▶ _PASSAGE SHOWN_:
(begin)

Asia's best-kept bicycle touring secret
As a bicycle touring destination, Korea is still largely off the radar of most Western tourists. This is set to change as cyclists discover the comprehensive network of riverside cycle trails and endless options for backroad biking. Now’s the time to visit, before crowds of two-wheeled travelers find out about Asia’s best-kept secret. In spite of heavy urbanization, it’s surprisingly easy to find tranquil spots in Korea.
Mountains cover 70% of the country's land mass, making it one of the most mountainous regions in the world. The population is concentrated in major urban centers such as Seoul and Busan, leaving much of the countryside delightfully empty.
Korea is sure to please every type of cyclist. Those who want to take it easy can stick to the 1,745 kilometers of long-distance cycle paths. Korea’s far north offers endless opportunities for cyclists who love the challenge of switchbacks and steep climbs. If semi-tropical islands are more your style, hop on a ferry to Jeju and circumnavigate the island following the serene coastal cycle paths.
Korea Bicycle Touring Routes
The easiest way to discover Korea on two wheels is by following the 4 Rivers Bicycle Routes.

(end)

▶ _RECORD EXCERPTS_:
(begin)

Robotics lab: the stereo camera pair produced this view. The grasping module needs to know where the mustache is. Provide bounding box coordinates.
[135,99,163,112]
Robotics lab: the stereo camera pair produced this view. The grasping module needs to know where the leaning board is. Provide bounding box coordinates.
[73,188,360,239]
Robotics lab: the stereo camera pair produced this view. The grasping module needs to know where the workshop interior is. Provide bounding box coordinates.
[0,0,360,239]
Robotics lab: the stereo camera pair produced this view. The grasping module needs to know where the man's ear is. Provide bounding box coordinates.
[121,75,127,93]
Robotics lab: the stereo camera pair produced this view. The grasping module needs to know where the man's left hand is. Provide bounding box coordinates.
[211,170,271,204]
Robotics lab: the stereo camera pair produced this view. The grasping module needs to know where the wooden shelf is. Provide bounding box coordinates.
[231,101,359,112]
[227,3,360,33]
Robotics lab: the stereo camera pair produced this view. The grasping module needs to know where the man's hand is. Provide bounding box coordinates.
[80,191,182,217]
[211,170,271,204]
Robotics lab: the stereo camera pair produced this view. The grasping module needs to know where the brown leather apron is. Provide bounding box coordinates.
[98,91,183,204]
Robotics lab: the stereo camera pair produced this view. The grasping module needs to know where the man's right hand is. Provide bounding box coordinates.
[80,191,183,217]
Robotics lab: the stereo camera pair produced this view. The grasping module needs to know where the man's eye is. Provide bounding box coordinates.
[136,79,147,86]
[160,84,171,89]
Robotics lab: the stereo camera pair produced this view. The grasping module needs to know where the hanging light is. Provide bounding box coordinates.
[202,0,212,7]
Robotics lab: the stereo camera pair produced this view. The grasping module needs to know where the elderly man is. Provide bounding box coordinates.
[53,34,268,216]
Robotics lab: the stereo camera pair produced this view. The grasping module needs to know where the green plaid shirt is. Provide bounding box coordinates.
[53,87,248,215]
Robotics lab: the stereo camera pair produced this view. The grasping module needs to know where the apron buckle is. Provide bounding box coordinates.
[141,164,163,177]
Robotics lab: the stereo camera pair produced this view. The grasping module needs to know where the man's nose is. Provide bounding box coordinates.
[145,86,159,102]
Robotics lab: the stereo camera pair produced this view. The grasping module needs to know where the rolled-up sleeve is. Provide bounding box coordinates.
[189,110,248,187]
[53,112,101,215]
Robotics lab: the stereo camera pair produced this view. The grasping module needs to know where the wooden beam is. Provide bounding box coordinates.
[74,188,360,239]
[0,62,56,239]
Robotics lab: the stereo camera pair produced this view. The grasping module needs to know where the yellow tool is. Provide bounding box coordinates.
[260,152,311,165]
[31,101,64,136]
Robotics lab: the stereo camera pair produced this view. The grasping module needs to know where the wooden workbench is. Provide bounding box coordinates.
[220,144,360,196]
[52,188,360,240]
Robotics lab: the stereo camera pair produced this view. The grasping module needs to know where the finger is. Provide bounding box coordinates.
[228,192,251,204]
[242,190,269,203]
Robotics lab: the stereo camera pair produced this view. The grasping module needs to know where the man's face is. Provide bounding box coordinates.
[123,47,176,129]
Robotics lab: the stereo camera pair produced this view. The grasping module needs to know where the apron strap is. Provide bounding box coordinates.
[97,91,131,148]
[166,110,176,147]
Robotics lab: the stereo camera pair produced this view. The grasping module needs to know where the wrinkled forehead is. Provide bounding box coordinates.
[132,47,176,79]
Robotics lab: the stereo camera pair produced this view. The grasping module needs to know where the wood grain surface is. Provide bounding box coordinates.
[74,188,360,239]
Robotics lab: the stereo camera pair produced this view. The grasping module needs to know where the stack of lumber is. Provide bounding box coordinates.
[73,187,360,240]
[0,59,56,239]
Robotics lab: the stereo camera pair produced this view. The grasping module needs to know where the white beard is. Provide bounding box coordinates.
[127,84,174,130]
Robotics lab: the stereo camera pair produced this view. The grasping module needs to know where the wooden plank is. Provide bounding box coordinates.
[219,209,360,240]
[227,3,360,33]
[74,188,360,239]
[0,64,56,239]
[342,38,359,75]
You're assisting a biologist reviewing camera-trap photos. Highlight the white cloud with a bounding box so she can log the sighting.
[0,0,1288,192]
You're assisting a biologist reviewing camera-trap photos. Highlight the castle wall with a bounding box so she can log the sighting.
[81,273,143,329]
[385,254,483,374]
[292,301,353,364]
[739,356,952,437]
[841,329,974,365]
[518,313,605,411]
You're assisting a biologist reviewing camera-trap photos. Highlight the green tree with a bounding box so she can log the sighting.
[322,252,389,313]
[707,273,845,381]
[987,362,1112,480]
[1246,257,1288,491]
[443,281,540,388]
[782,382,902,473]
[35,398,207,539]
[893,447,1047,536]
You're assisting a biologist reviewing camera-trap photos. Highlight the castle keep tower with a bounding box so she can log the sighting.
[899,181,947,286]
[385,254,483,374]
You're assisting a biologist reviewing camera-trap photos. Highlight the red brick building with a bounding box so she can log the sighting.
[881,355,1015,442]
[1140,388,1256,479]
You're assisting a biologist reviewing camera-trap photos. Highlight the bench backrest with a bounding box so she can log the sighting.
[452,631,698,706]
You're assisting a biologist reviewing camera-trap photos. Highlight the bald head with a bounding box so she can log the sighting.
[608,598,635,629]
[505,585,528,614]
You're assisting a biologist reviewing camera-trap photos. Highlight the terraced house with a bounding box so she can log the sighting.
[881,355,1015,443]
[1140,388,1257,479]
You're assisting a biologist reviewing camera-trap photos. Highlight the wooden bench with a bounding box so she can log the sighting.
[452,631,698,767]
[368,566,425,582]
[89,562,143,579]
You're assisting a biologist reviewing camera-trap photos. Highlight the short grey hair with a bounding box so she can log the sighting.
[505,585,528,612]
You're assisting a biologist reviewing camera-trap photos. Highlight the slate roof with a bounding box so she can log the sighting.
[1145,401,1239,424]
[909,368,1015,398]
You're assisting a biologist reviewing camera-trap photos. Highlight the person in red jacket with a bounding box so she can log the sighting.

(end)

▶ _WRITTEN REQUEST A_:
Swap "tranquil" for "peaceful" in the Korea bicycle touring text, and write out the stretch from "Asia's best-kept bicycle" through "countryside delightfully empty.".
▶ _WRITTEN REQUEST B_:
Please carry on with the Korea bicycle touring text, starting right after its last sentence.
The data here come from a separate source.

▶ _EXERCISE OUTPUT A_:
Asia's best-kept bicycle touring secret
As a bicycle touring destination, Korea is still largely off the radar of most Western tourists. This is set to change as cyclists discover the comprehensive network of riverside cycle trails and endless options for backroad biking. Now’s the time to visit, before crowds of two-wheeled travelers find out about Asia’s best-kept secret. In spite of heavy urbanization, it’s surprisingly easy to find peaceful spots in Korea.
Mountains cover 70% of the country's land mass, making it one of the most mountainous regions in the world. The population is concentrated in major urban centers such as Seoul and Busan, leaving much of the countryside delightfully empty.

▶ _EXERCISE OUTPUT B_:
Korea’s most popular cycling route is the 640 kilometer ride between Seoul and Busan following the Nakdonggang, and Hanggang Rivers. The entire ride is on dedicated cycle paths or quiet country roads. The route is well signposted and there is little chance of getting lost. The Korean Tourism Organization publishes excellent maps which point out key attractions, national landmarks and historical sites.
The river cycle paths are flat for the most part, but there are a few points where the route goes inland over some hilly terrain. In some cases there are two options: a challenging MTB option and an easier road option. The highest point on the ride between Seoul and Busan is just 500 meters. This is a world-class bicycle trail offering tranquil rural scenery and one splendid vista after another.
Along the way, there are many K-Water informational centers where you can use free Wi-Fi and relax in beautiful surroundings. Camping is easy along the cycle routes, while finding hotels, restaurants and grocery stores is a little tricky. In most cases ,you will have to leave the cycle path and go into a nearby town for services.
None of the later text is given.